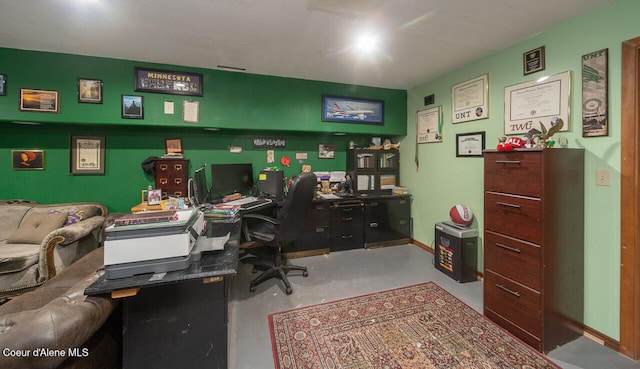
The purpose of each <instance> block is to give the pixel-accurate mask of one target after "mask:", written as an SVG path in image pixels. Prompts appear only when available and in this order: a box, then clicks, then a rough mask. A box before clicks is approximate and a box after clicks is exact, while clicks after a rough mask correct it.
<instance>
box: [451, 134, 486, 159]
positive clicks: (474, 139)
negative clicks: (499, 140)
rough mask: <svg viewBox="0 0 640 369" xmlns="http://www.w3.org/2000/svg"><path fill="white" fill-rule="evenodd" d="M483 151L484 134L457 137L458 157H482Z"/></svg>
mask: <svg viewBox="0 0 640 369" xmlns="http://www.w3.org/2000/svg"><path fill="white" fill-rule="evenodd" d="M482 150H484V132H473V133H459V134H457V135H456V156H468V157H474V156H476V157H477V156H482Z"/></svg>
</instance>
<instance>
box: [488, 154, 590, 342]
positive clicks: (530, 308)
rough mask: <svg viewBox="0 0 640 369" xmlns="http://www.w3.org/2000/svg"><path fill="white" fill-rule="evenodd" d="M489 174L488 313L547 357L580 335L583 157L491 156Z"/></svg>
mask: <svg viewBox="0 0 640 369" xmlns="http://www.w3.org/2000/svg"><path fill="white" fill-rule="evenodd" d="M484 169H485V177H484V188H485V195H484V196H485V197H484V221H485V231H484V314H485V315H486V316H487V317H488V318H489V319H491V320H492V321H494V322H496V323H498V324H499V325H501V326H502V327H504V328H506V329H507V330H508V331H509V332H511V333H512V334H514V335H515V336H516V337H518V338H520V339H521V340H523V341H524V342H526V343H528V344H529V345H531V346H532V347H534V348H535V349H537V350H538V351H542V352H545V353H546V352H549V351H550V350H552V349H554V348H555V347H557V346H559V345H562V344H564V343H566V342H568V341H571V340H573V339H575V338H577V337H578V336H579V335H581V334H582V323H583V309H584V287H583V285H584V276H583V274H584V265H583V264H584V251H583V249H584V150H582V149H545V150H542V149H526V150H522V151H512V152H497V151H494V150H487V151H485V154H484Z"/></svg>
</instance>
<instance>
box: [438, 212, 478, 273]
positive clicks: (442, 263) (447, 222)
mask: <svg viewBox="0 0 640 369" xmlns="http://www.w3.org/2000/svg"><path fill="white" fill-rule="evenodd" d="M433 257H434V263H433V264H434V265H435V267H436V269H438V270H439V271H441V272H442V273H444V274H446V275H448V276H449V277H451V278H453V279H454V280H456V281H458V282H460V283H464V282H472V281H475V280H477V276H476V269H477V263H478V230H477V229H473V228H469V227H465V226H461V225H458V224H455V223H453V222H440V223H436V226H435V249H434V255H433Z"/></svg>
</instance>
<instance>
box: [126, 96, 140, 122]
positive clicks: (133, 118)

================

_Exercise aim_: Locate every line in the items above that contains the word "positive", and copy each of those lines. Case counts.

_Result_:
positive clicks: (474, 139)
positive clicks: (530, 308)
positive clicks: (442, 263) (447, 222)
positive clicks: (133, 118)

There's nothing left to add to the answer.